> [WORK TASK]:
The records should be copied out again with no alteration.

> [PROVIDED RECORDS]:
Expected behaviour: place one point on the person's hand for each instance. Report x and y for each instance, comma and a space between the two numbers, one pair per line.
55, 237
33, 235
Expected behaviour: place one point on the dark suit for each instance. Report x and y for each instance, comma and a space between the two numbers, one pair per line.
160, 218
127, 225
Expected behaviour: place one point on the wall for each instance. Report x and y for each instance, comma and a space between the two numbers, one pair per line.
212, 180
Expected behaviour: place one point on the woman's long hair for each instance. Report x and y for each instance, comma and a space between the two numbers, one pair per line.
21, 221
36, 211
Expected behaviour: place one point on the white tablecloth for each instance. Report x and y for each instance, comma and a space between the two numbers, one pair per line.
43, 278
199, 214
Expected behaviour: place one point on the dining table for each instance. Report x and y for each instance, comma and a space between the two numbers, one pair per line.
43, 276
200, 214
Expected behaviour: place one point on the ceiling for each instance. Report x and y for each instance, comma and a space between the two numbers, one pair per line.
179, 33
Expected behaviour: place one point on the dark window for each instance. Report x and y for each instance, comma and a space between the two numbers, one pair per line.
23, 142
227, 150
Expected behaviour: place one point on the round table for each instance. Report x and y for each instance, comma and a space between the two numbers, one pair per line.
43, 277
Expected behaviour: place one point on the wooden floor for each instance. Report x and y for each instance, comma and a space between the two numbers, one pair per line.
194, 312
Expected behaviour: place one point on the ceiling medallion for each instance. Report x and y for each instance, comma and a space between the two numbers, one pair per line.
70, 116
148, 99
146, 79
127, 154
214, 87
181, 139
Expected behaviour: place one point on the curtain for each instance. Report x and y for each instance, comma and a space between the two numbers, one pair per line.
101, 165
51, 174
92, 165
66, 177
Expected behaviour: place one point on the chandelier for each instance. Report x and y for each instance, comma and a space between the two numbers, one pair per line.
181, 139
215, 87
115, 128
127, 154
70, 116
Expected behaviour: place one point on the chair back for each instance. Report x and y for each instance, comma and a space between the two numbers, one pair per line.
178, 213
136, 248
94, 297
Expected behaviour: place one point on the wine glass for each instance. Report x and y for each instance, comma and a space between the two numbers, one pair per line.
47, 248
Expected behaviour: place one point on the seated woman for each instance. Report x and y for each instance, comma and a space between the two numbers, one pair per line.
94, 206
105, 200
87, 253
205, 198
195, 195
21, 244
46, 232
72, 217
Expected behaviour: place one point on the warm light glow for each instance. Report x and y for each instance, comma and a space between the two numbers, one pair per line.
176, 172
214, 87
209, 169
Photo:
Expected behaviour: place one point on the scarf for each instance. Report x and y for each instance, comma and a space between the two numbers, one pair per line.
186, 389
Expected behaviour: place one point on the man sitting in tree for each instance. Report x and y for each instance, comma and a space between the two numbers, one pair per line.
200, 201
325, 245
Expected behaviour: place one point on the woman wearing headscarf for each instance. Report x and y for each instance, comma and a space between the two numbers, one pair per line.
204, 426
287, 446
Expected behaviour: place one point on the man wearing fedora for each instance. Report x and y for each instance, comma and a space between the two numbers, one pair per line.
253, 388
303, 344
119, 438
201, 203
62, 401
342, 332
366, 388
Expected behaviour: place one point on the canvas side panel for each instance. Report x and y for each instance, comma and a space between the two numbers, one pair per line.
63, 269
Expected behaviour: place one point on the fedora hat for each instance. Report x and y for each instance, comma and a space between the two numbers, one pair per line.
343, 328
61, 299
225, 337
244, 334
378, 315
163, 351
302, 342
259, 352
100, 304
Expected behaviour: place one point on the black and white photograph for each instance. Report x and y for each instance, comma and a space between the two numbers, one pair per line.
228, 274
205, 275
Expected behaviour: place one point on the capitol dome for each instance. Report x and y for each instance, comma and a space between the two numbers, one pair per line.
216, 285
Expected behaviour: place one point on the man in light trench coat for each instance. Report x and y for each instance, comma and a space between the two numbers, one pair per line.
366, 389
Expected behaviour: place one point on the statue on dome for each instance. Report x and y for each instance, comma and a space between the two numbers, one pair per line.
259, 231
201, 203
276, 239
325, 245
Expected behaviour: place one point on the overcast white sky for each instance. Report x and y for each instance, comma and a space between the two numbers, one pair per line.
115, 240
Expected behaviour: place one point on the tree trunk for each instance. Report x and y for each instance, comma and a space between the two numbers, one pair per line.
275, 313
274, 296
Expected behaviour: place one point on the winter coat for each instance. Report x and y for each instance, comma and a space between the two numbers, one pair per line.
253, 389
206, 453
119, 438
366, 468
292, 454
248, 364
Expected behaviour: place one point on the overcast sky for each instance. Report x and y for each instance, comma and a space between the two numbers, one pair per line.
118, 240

> [OUTPUT BELOW]:
Expected behaviour: place one point on the person's hand for each instance. Report x and y for each instance, comma and a space between the two numbers, one pair per line.
55, 237
33, 235
Expected behaviour: place one point on the dark suit for each instance. Report x and y for each instance, comma and a space between the two numbers, one pair per line.
160, 218
127, 225
Expected behaviour: place one point on the wall for each instance. Report x and y for each instance, comma and a space between the two numbers, one pair per line.
212, 180
Expected behaviour: place one point on the woman's long hair for each instance. Report x and y for each instance, comma and a space between the two numbers, one pair per line.
21, 221
36, 211
Expected behaviour: place one point on the white tablecloth for each instance. Report x and y for each instance, comma and a space between the two numbers, one pair per line.
43, 278
199, 214
Expected behaviour: place one point on the dining table for each instance. Report x and y for each instance, comma and a space between the two numbers, one pair per line.
43, 276
200, 214
Expected behaviour: place one point on the ceiling for each instance. Report x and y for each instance, comma and a space between the two numbers, one pair per line.
179, 33
Expected behaviour: place one point on the dark window for each instance. Report x and y for each instance, comma and a space between the two numbers, one pair per line.
23, 142
227, 150
Expected behaviour: place one point on the round table for each instance. Report x and y for each instance, comma and a space between the two numbers, one pair per line.
43, 277
Expected behaviour: place one point on the wooden floor for each instance. Report x and y for each instance, comma and a space between the two numbers, one pair per line.
194, 312
Expected behaviour: place one point on the ceiling medallion for each instance. Report x and y for each instance, comma and a space between the two numbers, one pair per line.
70, 116
148, 99
146, 79
127, 154
214, 87
181, 139
Expected behaviour: place one point on the curtain for each instance. Report x and y for each instance, comma and a space between the two numbers, one pair per line.
101, 165
51, 174
92, 165
66, 177
Expected behaviour: place one point on the chandelier for each instance. Report x and y for each instance, comma and a space between the two numbers, one pair per line.
181, 139
215, 87
115, 128
127, 154
70, 116
Expected behaviour: place one point on the chair back for each instance. Report x and y for each instance, comma and a space between the two numbers, one pair per line.
178, 213
136, 248
94, 297
Expected behaviour: place one point on the wine glass for each instance. Report x and y for each instance, comma and a space between the two numbers, one pair per line.
47, 248
Expected behaviour: place one point on the seated woman for each instance. Report x and y for each instance, comma and a space between the two numbers, one pair per line.
94, 206
105, 200
87, 253
205, 198
195, 195
21, 244
46, 232
72, 217
Expected behaviour: place one point on the warm light glow for each instance. Report x and y for each instance, comma and a space between the two numbers, one pair per line.
176, 172
214, 87
209, 169
Photo:
Expected behaviour: place one point on the scarf for each instance. Report x and y for each instance, comma and a space between the two numbers, one pair per line.
186, 389
Expected behaviour: place one point on the man sitting in tree for each instance. Report x and y for each instance, comma and a space between the two numbers, one pair per line.
200, 201
325, 245
Expected behaviour: place one point on the woman wearing headscarf for each instance. Report x and y for each instance, comma and a space between the two numbers, one pair per line.
204, 426
287, 446
Expected behaviour: place one point on the man wearing fedora for each instance. Report x and y for each instance, comma and a space between the two numbers, one pair per line.
253, 388
303, 344
119, 438
201, 203
62, 401
342, 332
366, 388
Expected behaviour: place one point on the canvas side panel for each instance. Report x and y for each instance, comma and a space between the two numbers, one pair per line.
63, 269
Expected behaviour: place one point on the fedora hat for each instance. Report x and y for each instance, comma and a space between the two numbers, one pair per line.
343, 328
61, 299
225, 337
244, 334
378, 315
163, 351
302, 342
259, 352
100, 304
Expected behaviour: place one point on the black and white photograph for each instance. Report x and y for each instance, comma and a space between the two numbers, one pair per line.
228, 274
205, 275
Expected behaviour: place one point on the capitol dome for each instance. Report x and y for each instance, comma and a space between the two numbers, one pair per line.
216, 285
Expected behaviour: place one point on the man in light trench coat for each instance. Report x and y for each instance, comma and a space between the two numbers, one pair per line.
366, 389
Expected behaviour: place one point on the statue on dome for each instance. Report x and y for each instance, comma and a space between the two numbers, one pair per line.
259, 231
201, 203
276, 239
325, 245
Expected behaviour: place one point on the overcast white sky for each instance. Report x and y for each instance, comma and a space between the two numbers, one pair per line.
115, 240
Expected behaviour: place one point on the tree trunk for each instance. Report x and y for each instance, comma and a space between the two numbers, one pair per line.
275, 313
274, 296
Expected behaviour: place one point on the winter coat for each instance. Report x and y for each instance, comma and a space between the two numbers, one pair per line.
253, 389
206, 453
119, 438
366, 468
292, 454
248, 364
Expected behaviour: place one point on the overcast sky for each instance. Report x and y for each instance, comma and a space between the two numbers, one pair per line.
118, 240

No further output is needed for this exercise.